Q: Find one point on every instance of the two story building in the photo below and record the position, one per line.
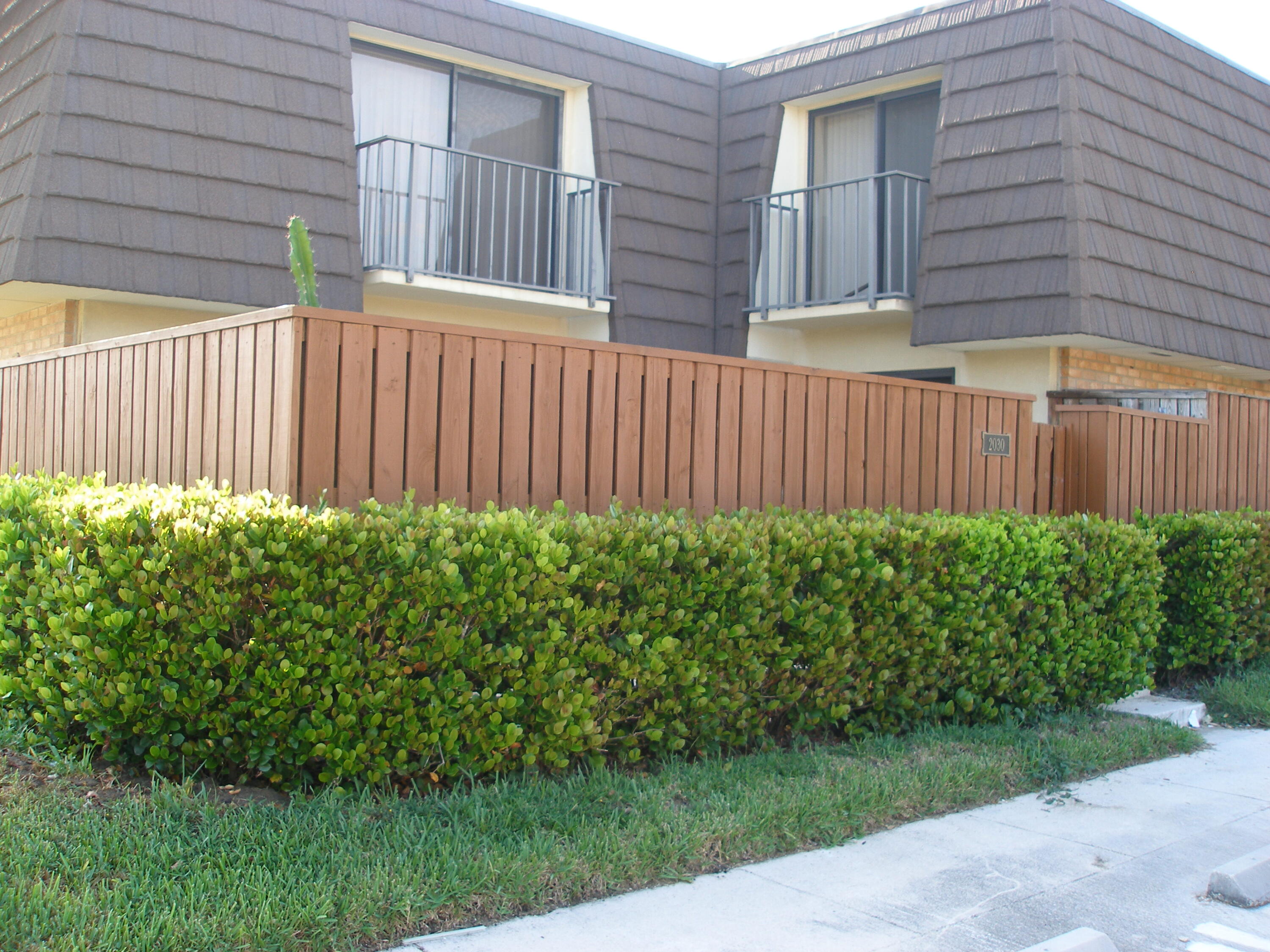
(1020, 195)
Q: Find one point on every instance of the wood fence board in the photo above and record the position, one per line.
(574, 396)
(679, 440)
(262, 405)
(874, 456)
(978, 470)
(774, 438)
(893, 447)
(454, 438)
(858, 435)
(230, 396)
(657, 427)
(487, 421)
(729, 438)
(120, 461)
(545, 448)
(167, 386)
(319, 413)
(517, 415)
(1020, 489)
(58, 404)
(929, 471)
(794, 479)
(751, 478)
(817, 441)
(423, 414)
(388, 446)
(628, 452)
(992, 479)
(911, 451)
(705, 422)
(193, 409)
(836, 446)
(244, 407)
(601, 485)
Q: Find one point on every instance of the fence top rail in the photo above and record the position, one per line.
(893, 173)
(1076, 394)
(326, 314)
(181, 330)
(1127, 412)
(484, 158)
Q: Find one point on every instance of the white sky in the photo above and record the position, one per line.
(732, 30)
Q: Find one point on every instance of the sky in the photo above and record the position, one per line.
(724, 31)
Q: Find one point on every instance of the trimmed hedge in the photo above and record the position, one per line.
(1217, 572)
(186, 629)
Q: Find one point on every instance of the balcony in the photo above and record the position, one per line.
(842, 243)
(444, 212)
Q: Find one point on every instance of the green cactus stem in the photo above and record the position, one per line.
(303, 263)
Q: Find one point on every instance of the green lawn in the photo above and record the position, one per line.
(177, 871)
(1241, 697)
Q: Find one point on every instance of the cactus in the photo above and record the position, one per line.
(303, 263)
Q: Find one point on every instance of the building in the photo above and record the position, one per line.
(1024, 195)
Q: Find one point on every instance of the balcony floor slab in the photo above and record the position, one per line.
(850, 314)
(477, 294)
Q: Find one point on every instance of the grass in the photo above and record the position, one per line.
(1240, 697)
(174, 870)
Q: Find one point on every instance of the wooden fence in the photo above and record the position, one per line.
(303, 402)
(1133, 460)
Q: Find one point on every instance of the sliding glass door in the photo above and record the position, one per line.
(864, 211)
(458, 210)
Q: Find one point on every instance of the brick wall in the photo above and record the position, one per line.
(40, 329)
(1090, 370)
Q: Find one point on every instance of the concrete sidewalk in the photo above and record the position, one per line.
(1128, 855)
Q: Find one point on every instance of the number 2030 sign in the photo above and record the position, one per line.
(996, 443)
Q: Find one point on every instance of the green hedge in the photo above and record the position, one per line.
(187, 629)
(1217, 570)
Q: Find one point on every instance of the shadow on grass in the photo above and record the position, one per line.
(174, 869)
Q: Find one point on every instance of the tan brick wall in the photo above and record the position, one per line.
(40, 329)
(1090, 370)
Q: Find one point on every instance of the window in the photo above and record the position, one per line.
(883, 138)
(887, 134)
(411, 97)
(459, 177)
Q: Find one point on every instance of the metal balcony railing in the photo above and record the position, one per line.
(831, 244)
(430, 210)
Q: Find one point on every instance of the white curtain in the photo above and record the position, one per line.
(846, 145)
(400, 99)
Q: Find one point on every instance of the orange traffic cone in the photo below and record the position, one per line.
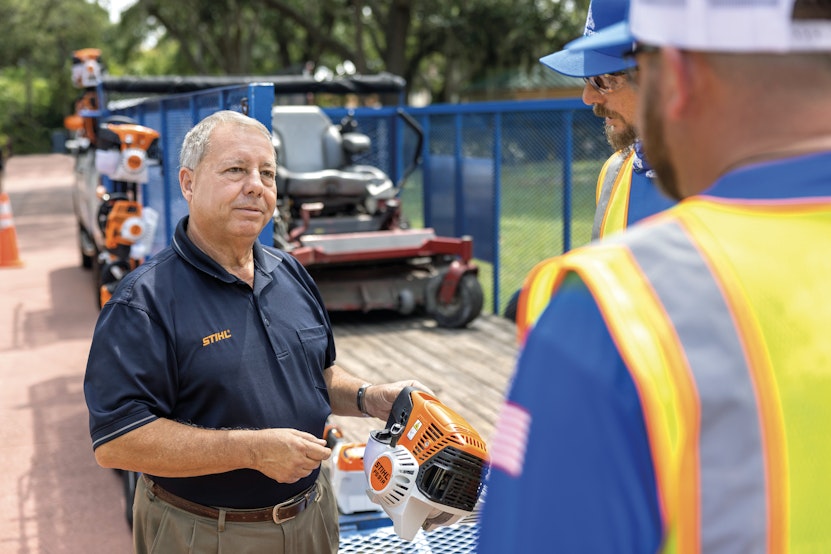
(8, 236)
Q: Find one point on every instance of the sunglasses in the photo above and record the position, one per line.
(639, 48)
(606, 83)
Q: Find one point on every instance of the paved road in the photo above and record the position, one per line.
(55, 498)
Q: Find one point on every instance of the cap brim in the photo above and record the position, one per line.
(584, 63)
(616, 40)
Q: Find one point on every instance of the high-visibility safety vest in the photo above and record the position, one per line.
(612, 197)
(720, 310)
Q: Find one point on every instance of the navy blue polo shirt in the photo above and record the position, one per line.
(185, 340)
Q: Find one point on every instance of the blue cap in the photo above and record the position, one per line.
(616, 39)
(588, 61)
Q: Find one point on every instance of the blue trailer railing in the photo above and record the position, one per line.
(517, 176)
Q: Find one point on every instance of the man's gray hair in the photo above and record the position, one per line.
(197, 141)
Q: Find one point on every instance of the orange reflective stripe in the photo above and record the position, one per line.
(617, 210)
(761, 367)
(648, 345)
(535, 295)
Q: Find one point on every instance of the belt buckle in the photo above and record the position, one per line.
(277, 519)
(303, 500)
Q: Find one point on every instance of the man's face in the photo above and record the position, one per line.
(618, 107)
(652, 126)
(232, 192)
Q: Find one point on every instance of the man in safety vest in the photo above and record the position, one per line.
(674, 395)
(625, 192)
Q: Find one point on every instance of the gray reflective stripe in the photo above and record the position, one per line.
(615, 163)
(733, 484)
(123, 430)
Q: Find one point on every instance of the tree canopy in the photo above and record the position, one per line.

==*==

-- STATED TASK --
Can you write out all of the data again with "record the position" swapped for "note the coordinates" everywhere, changing nothing else and leaving the pictures out?

-- ANSWER FOR THE TASK --
Q: Find one point on every instance of the two story building in the photo below and note the coordinates, one per line.
(1020, 195)
Q: Find one point on every instance of the wood fence board in the photo above and note the coordinates, one per line.
(574, 396)
(679, 440)
(262, 405)
(874, 456)
(978, 470)
(774, 438)
(893, 447)
(454, 438)
(858, 435)
(230, 396)
(657, 427)
(487, 421)
(729, 438)
(120, 461)
(545, 448)
(167, 386)
(319, 413)
(517, 415)
(1020, 489)
(58, 404)
(929, 471)
(794, 479)
(751, 478)
(817, 441)
(423, 414)
(388, 446)
(628, 452)
(992, 479)
(911, 451)
(705, 422)
(193, 409)
(836, 446)
(244, 407)
(601, 485)
Q: Find one point on every instance of the fence top rail in the photo above and note the coordinates, one per line.
(893, 173)
(1076, 394)
(326, 314)
(181, 330)
(1127, 412)
(484, 158)
Q: Find one point on every instance of the white sky in the photo above and note the coordinates, one per line.
(732, 30)
Q: Find one point on every instance of the sky in the photo above and note the coordinates, one per line.
(724, 31)
Q: Find one point on every instance of the trimmed hedge in the photo above and note the coordinates, one per line.
(1217, 572)
(186, 629)
Q: Find one point on every instance of the balcony in the photo above and note the coordinates, one per line.
(842, 243)
(444, 212)
Q: Find one point on every instance of the green cactus stem in the photo above and note the coordinates, one per line.
(303, 263)
Q: Find one point on every instance of the green lawn in the photo above and note the coordinates, one per line.
(177, 871)
(1241, 697)
Q: Find one point on every instance of the cactus in the photo above and note the coordinates, one per line.
(303, 263)
Q: Find one point on every instance of the building in the photo above and note the coordinates, one per line.
(1024, 195)
Q: Find one point on every instance of the balcony floor slab in the photo above and note the coordinates, one per line.
(850, 314)
(477, 294)
Q: Find one point on every instance of the grass in the photo above and note the coordinates, one per line.
(1240, 697)
(174, 870)
Q: Find one point on every instance of the wooden fence in the photo above and note the coordinates, one per line.
(303, 402)
(1133, 460)
Q: Find one point on every instance of the sliding glass door in the photo above and note the coordinates, one per line.
(864, 211)
(458, 210)
Q: Find one point on every instance of the brick wall in the photo above and note the coordinates, one per line.
(40, 329)
(1090, 370)
Q: Find one point on every instance of the concrete sidewalk in the photo above and note the coordinates, one per line.
(1128, 855)
Q: Find one point on every instance of the number 2030 sign in the photo above and note the coordinates, one per line.
(996, 443)
Q: Find one point on every instance of the green hedge in the photo above and note the coordinates, one per line.
(187, 629)
(1217, 570)
Q: Find one point on every instance of the shadow on grass in the photo above and note the coordinates, one per line.
(174, 869)
Q: Find one point on every instance of the tan brick wall in the photo above and note the coordinates, one per line.
(40, 329)
(1090, 370)
Q: Find one point on every instance of the window in the photo above and note the coordinates, one per line.
(883, 138)
(887, 134)
(411, 97)
(459, 177)
Q: Find one point on every instance of the metal balcony railing in the photo above and note the coordinates, one per line.
(831, 244)
(430, 210)
Q: Find one point on every instance of the white curtain in the photo above and note the coordinates, one per line.
(846, 145)
(400, 99)
Q: Find one point on every instance of the orange traffic cone in the photo below and note the coordinates, one per line.
(8, 236)
Q: Find one point on every instance of the sunglasses in the photo above and note the coordinates, one per line.
(639, 48)
(606, 83)
Q: Find one point on every instance of the paved road in the photo above and note the coordinates, one per line.
(55, 498)
Q: Find one point on every instance of the cap brim in the photo above and note the coordinates, one per line.
(584, 63)
(616, 40)
Q: Find one point on every instance of the high-visibility safety vest in the photo above and note the coordinates, one per line.
(612, 197)
(720, 310)
Q: Find one point on every instance of the navy blue polo shirt in the photo above and note the coordinates, one per line.
(185, 340)
Q: Find one point on every instance of the blue cap in the photo above and note the coordinates, one per line.
(616, 39)
(588, 61)
Q: Find one point on every instance of the blue trailer railing in the photo above and note the coordinates, one per line.
(517, 176)
Q: Find one point on every instance of the man's gray hair in the photo above and note the coordinates, one per line.
(197, 141)
Q: Find one point on every instance of the orange reflective stripe in the photo above and note the coordinates, one per line.
(617, 210)
(761, 367)
(648, 345)
(535, 295)
Q: Find one point on every instance of the belt buckle in the photo above and note the coordinates, one per line.
(277, 519)
(303, 500)
Q: Find one point on every instance of the man's face in the photo above and note the coordinates, one per line.
(618, 107)
(652, 126)
(232, 192)
Q: Find one point on every instance of the man in safety vest in the photo above and note the coordinates, one per line.
(674, 395)
(625, 192)
Q: Find one point on every instance of the gray reflective stripe in the photo above and note the coordinates, one per line.
(615, 163)
(733, 484)
(123, 430)
Q: Find one point on every instance of the tree canopy in the photo above and note the coordinates, one per line.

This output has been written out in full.